● Passage provided:
____

As Hong Kong reports 12 new cases, it launches effort to test millions. That's raising eyebrows.

A Beijing-led mass coronavirus testing effort kicked off Tuesday in Hong Kong, with nearly 650,000 people registered to take part amid boycott calls from some of the city's pro-democracy activists and health care workers.

For at least a week, residents will be able to get free nasal and throat combination tests at more than 140 testing centers throughout the city.

Hong Kong tightened its social distancing measures in early July because of spiking case numbers during its third wave of COVID-19 infections, but the outbreak appears to have been brought under control, with 12 new cases reported Tuesday.

Image: Line for coronavirus tests in Hong Kong (Kin Cheung / AP)
Image: Line for coronavirus tests in Hong Kong (Kin Cheung / AP)

But to stave off any new transmission, the government hopes residents will come forward and volunteer to take the free test this week.

____

● Exercise data:

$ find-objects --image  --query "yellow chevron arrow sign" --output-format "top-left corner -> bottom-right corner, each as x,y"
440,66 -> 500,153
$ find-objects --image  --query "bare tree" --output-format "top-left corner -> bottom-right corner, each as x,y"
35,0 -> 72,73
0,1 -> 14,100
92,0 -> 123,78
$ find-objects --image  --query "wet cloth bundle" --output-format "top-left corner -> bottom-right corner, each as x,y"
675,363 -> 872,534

____

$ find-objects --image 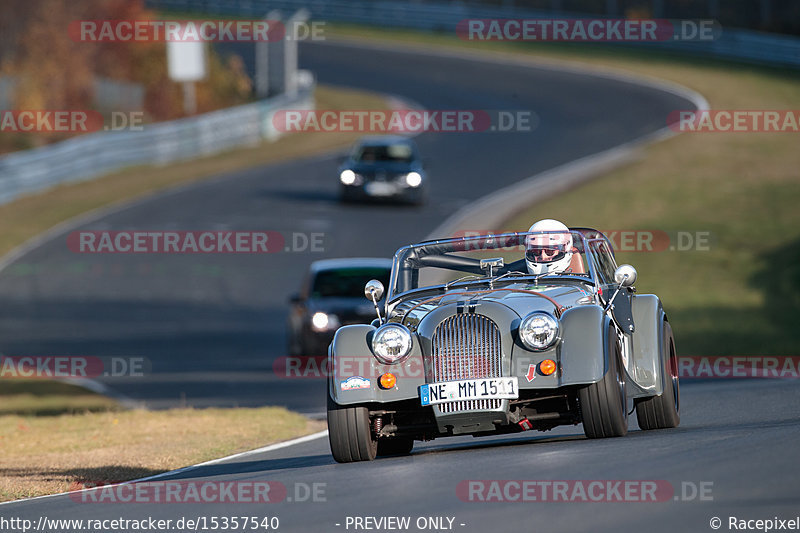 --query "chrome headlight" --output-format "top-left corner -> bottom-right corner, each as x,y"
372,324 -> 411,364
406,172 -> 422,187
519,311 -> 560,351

____

● Task set:
A – In the article on Hong Kong's mass coronavirus testing, how many testing centers throughout the city offer the free tests?
B – Continue the article on Hong Kong's mass coronavirus testing from its last sentence.

● Responses for each task:
A – More than 140 testing centers.

B –
Beijing will assist in the testing with a temporary lab and a team of at least 60 specialists, which has led Hong Kong's pro-democracy union of health care workers and some pro-democracy activists, including Joshua Wong, to call for a boycott of mass testing this weekend.

They say that it's not the most efficient way to contain the virus and that DNA samples could be sent to mainland China. The Hong Kong government has denied the claim, saying no personal data will be taken out of the city.

The testing comes at a sensitive time for some Hong Kongers, who decry what they see as Beijing's encroachment on their freedoms.

Hong Kong leader Carrie Lam, who was tested Tuesday, told reporters that the purpose of the program is to identify hidden carriers as soon as possible to stop the spread of the virus.

She denied that the relatively small number of people who had signed up for the mass testing so far, 600,000 out of the city's population of 7.5 million, had anything to do with the level of trust in Hong Kong's government.

"But it does have something to do with people who either don't understand the details of the program, the procedures, the safeguards we have put in place, that they try to cause worries and fears amongst the people, so they will have less confidence in coming forward," Lam said.

Image: Students at Wuhan High School  (AFP - Getty Images)
Image: Students at Wuhan High School (AFP - Getty Images)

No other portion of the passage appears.